# Problem A
In the Kafka article, how many companies are said to currently use Kafka for their event streaming needs?
*** Text excerpt
Software AG no longer operates as a stock corporation, but as Software GmbH (company with limited liability). Despite the change of name, we continue to offer our goods and services under the registered trademarks .
11 MINUTE READ
What you need to know about Kafka stream processing in Python
Building an effective streaming architecture can be challenging. Get the step by step implementation for Kafka stream processing in Python here.
What You Need to Know About Kafka Stream Processing in Python
Instant notifications, product recommendations and updates, and fraud detection are practical use-cases of stream processing. With stream processing, data streaming and analytics occur in real-time, which helps drive fast decision-making. However, building an effective streaming architecture to handle data needs can be challenging because of the multiple data sources, destinations, and formats involved with event streaming.

The basics of Apache Kafka

Apache Kafka is an open-source distributed (pub/sub) messaging and event streaming platform that helps two systems communicate effectively, making data exchange more accessible. Kafka deploys to Virtual Machines (VMs), hardware or on the cloud and consists of clients and servers communicating via a TCP protocol. With Apache Kafka, consumers subscribe to a topic, and producers post to these topics for consumers’ consumption. Kafka employs a decoupling method whereby the producers operate and exist independently of the consumer, i.e., producers only need to worry about publishing topics, not how those topics get to the consumers.

Currently, over 39,000 companies use Kafka for their event streaming needs, a 7.24% increase in adoption from 2021. These companies include eBay, Netflix, Target, amongst others. Apache Kafka is fast, can process millions of messages daily, and is highly scalable with high throughput and low latency.

However, because Kafka was built on Java and Scala, Python engineers found it challenging to process data and send it to Kafka Streams. This challenge led to the development of the kafka-python client, which enables engineers to process Python in Kafka. This article introduces Kafka, its benefits, setting up a Kafka cluster, and stream processing with kafka-python.

Essential Kafka concepts

Some essential concepts you’ll need to know for streaming Python with Kafka include:

Topics

Topics act as a store for events. An event is an occurrence or record like a product update or launch. Topics are like folders with files as the events. Unlike traditional messaging systems that delete messages after consumption, Kafka lets topics store events for as long as defined in a per-topic configuration. Kafka topics are divided into partitions and replicated across multiple replicas in brokers so that various consumers can consume these topics simultaneously without affecting throughput.

Producers

Producers refer to applications that publish messages to Kafka. Kafka decouples producers from consumers, which helps with scalability. With Kafka, producers need only post messages, with no concern for how Kafka handles these topics.

Consumers

Consumers consume the topics produced by the producers.

Clusters

A cluster refers to a collection of brokers. Clusters organize Kafka topics, brokers, and partitions to ensure equal workload distribution and continuous availability.

Brokers

Brokers exist within a cluster. A cluster contains one or more brokers working together. A single broker represents a Kafka server.
******
# Problem B
In the records, change "sidewalk" to "walkway" from the line with "Task: identify the concrete sidewalk" through the end of the records. Write out only those lines, with everything else left the same.
*** Records supplied
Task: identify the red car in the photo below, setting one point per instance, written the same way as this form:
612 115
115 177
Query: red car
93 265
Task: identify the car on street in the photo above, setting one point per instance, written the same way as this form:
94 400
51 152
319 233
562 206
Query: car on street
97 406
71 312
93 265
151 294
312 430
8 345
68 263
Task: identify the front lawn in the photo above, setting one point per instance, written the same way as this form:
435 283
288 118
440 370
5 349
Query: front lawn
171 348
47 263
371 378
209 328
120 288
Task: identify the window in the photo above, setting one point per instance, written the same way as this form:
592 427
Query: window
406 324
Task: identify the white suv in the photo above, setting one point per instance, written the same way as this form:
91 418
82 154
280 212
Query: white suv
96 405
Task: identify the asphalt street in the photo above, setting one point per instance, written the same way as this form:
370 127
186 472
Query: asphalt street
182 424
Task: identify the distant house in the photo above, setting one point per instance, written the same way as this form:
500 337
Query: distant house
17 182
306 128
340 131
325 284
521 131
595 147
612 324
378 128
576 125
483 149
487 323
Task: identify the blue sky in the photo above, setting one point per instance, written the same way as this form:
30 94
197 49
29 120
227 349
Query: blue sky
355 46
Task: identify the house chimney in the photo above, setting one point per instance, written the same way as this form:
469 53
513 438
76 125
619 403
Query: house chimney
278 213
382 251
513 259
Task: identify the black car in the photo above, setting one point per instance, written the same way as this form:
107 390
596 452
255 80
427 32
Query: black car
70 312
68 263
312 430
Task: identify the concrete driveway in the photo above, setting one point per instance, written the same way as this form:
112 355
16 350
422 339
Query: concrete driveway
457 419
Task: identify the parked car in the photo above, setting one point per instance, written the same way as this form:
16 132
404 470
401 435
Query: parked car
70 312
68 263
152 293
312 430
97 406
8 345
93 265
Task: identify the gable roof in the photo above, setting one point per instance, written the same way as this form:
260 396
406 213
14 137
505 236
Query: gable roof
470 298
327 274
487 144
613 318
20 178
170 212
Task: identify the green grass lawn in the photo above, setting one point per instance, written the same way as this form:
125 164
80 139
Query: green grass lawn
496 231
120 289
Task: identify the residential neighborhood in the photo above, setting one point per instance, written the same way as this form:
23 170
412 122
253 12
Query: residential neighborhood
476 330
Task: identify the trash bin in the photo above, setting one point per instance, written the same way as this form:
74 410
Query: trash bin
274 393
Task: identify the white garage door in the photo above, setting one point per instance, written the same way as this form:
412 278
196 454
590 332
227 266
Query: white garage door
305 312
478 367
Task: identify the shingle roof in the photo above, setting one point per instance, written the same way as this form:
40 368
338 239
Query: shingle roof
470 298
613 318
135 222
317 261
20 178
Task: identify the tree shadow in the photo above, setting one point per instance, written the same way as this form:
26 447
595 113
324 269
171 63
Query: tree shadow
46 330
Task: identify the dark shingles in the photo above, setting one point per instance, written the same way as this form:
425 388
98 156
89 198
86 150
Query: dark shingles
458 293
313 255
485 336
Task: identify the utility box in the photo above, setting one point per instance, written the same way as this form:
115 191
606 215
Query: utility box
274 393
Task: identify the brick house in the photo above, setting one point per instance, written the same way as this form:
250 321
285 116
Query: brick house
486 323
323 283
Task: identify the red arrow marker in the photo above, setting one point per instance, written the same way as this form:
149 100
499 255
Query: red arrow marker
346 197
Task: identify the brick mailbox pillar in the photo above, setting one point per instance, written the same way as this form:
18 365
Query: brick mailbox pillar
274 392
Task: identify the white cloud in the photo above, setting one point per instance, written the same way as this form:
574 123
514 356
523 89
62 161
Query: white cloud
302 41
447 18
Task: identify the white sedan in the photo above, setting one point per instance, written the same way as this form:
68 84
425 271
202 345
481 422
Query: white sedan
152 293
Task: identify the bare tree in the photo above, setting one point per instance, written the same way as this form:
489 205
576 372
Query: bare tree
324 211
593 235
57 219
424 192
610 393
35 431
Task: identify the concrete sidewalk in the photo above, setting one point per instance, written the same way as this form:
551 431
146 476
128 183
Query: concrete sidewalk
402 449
******
# Exercise response A
Over 39,000 companies.

# Exercise response B
Task: identify the concrete walkway in the photo above, setting one point per instance, written the same way as this form:
551 431
146 476
128 183
Query: concrete walkway
402 449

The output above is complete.